Document extract:
From remote islands where you might spot pods of orca and migratory birds to a gleaming hilltop church in Reykjavik, add these 15 places to your Iceland bucket list.


Hallgrimskirkja, one of the best places to visit in Iceland


Not only is Reykjavik’s Hallgrimskirkja the tallest church in Iceland, it’s one of the most iconic religious buildings in the world. Its striking design is inspired by Iceland’s tectonic landscape, with basalt-like columns rising to form a cloud-piercing pointed crescendo.

Designed by one of the country’s most influential architects, Guðjón Samúelsson, Hallgrimskirkja was completed in 1986 and is one of the best places to visit in Iceland. Stop by the church to admire its architecture on a tour.

The vaulted ceilings inside are as stark as the outside of the building, while the tower offers fantastic views across the capital city of Reykjavik.


Godafoss, one of the best places to visit in Iceland


Pack your camera and waterproofs to gaze at Godafoss, one of the most dramatic waterfalls in Iceland.

Godafoss’ sweeping crescent-shaped drop is located in northern Iceland. It’s an easy day trip from Akureyri and well worth a visit to savor the foaming teal water plummet 39 feet.

Known as the Waterfall of the Gods, Godafoss is a highlight of the Skjalfandafljot, Iceland’s fourth-largest river. While its drop might not be the biggest in Iceland, it spans 100 feet, with the water tumbling over a curved edge to create a spectacular sight.

National Museum of Iceland

View inside the National Museum of Iceland

National Museum of Iceland, Reykjavik

Reykjavik has some fantastic museums, including the National Museum of Iceland, the country’s oldest. The museum was established in 1863 by Jón Árnason who curated the Icelandic Antiquities Collection.

As the museum has evolved, it has grown to encompass many collections that examine the history and culture of Iceland.

The Making of a Nation is a permanent collection that stages Iceland’s history from the ninth century, including the Age of Settlement, right up to the 20th century. It all starts with a ship on which medieval settlers arrived on and takes visitors on a journey through 2,000 objects and around 1,000 photographs, through to the construction of the capital’s modern airport.


Siglufjordur, one of the best places to visit in Iceland


Add a visit to Siglufjordur, the northernmost town in Iceland to your travel resume. Siglufjordur is a remote fishing village, nestled on an Icelandic fjord that, during summer, basks under the midnight sun.

In the first half of the 20th century, Siglufjordur had its own “gold rush” era, becoming the booming herring fishing capital of the North Atlantic.

Couple at the Herring Era Museum, Siglufjordur

Herring Era Museum, Siglufjordur

The town’s fascinating Herring Era Museum is dedicated to this period, covering everything from where and how herring is caught and stored, to how it’s distributed.

A highlight is Róaldsbrakki, a former Norwegian salting station that dates back to the early 1900s that once housed workers known as the “herring girls”, tasked with salting the fish.

What to work on:
Copy out the part of the Iceland travel text that starts at the words "Hallgrimskirkja, one of" and stops after "architecture on a tour.", keeping every word unchanged.

Dataset records:

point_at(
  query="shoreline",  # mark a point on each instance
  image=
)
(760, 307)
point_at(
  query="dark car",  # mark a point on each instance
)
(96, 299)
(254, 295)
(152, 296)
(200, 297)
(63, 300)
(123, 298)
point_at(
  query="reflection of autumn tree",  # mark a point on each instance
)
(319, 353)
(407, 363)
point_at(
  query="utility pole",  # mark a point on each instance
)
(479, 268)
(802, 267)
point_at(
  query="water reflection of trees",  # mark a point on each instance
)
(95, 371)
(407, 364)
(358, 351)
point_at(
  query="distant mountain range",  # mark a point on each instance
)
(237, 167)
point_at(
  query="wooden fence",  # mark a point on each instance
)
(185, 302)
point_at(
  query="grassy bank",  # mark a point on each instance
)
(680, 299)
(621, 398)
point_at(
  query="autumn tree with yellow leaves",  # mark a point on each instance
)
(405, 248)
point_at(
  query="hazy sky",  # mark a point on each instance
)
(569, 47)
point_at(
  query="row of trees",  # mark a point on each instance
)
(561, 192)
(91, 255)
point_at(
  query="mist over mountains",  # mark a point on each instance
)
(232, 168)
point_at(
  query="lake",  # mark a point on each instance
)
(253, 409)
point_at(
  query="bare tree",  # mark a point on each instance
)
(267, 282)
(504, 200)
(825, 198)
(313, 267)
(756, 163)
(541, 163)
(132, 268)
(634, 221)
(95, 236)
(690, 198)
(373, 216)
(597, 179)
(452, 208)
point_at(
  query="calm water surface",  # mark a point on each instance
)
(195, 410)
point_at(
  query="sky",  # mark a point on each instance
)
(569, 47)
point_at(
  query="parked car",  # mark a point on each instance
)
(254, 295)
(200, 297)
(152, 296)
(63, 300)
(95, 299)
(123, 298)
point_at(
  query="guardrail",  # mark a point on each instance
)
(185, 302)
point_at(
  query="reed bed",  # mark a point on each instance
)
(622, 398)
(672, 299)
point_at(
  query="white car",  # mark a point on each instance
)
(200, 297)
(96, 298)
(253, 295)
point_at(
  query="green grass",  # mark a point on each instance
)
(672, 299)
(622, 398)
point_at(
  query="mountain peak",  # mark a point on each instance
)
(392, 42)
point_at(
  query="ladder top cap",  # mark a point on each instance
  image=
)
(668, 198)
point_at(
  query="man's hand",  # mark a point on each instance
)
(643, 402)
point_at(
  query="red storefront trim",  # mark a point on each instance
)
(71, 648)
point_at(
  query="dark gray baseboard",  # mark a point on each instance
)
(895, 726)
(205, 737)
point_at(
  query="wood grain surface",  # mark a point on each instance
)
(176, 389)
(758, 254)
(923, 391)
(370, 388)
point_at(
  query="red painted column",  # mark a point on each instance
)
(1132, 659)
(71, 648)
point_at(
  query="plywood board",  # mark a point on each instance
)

Response to the exercise:
Hallgrimskirkja, one of the best places to visit in Iceland


Not only is Reykjavik’s Hallgrimskirkja the tallest church in Iceland, it’s one of the most iconic religious buildings in the world. Its striking design is inspired by Iceland’s tectonic landscape, with basalt-like columns rising to form a cloud-piercing pointed crescendo.

Designed by one of the country’s most influential architects, Guðjón Samúelsson, Hallgrimskirkja was completed in 1986 and is one of the best places to visit in Iceland. Stop by the church to admire its architecture on a tour.